Task statement: Copy every one of the following items word for word, without changing anything.

══ Extracted records

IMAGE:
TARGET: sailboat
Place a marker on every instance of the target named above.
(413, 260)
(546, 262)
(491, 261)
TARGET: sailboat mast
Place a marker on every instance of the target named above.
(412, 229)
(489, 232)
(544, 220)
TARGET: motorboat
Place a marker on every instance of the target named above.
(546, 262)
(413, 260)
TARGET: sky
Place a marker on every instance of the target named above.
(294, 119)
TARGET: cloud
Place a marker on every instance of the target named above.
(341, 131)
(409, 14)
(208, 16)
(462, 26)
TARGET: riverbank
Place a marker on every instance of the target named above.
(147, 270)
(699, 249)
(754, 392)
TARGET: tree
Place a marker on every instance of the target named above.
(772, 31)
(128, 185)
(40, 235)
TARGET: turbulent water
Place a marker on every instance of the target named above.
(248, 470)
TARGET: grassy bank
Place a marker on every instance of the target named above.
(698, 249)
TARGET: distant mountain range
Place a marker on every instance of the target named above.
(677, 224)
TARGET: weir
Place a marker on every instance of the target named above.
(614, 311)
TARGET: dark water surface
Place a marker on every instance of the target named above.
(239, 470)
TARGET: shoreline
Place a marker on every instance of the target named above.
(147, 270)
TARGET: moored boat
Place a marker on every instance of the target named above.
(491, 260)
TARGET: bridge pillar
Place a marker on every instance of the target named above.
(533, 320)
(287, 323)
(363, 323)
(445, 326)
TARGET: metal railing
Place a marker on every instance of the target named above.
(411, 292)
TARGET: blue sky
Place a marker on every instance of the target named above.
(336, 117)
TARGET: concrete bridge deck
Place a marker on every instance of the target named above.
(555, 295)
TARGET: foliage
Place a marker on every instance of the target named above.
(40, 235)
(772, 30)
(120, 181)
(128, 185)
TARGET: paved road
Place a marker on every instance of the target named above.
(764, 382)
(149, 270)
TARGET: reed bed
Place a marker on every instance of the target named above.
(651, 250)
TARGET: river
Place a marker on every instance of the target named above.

════

Solution for this problem:
IMAGE:
TARGET: sailboat
Place a marker on every instance of the target named above.
(413, 260)
(546, 262)
(491, 261)
TARGET: sailboat mast
Place a marker on every instance of the target named above.
(412, 229)
(489, 232)
(544, 220)
TARGET: motorboat
Place a marker on every instance of the target named above.
(546, 262)
(413, 260)
TARGET: sky
Place a marker on every instance of the target named above.
(294, 119)
TARGET: cloud
Place a marker on every instance of the target named above.
(341, 131)
(409, 14)
(208, 16)
(462, 26)
TARGET: riverbank
Place a marker on every instance of the target named above.
(147, 270)
(699, 249)
(754, 392)
TARGET: tree
Place a marker on every instance of the target named above.
(772, 31)
(128, 185)
(40, 235)
TARGET: turbulent water
Place a marker on every instance of the target named above.
(248, 470)
TARGET: grassy bank
Place a marker on every instance of the target named above.
(698, 249)
TARGET: distant mountain range
Place a marker on every instance of the target named above.
(677, 224)
TARGET: weir
Place a marker on every instance of the target named above.
(614, 311)
TARGET: dark water surface
Place a marker on every instance of the target named above.
(239, 470)
TARGET: shoreline
Place a marker on every instance of the target named above.
(147, 270)
TARGET: moored boat
Place a marker on every instance of the target named above.
(491, 260)
TARGET: bridge pillar
Place a marker on every instance of the target named above.
(533, 320)
(287, 323)
(363, 323)
(445, 326)
TARGET: metal railing
Place a marker on every instance of the target named above.
(411, 292)
TARGET: blue sky
Place a marker on every instance of the target named above.
(336, 117)
TARGET: concrete bridge deck
Place a marker on every instance of the target named above.
(555, 295)
TARGET: foliage
Place a marker on every instance of the target named above.
(40, 235)
(772, 30)
(120, 181)
(128, 185)
TARGET: paved road
Place a marker on every instance of the target named above.
(764, 382)
(149, 270)
TARGET: reed bed
Place a marker on every instance of the target named above.
(651, 250)
TARGET: river
Place a marker on every instance of the target named above.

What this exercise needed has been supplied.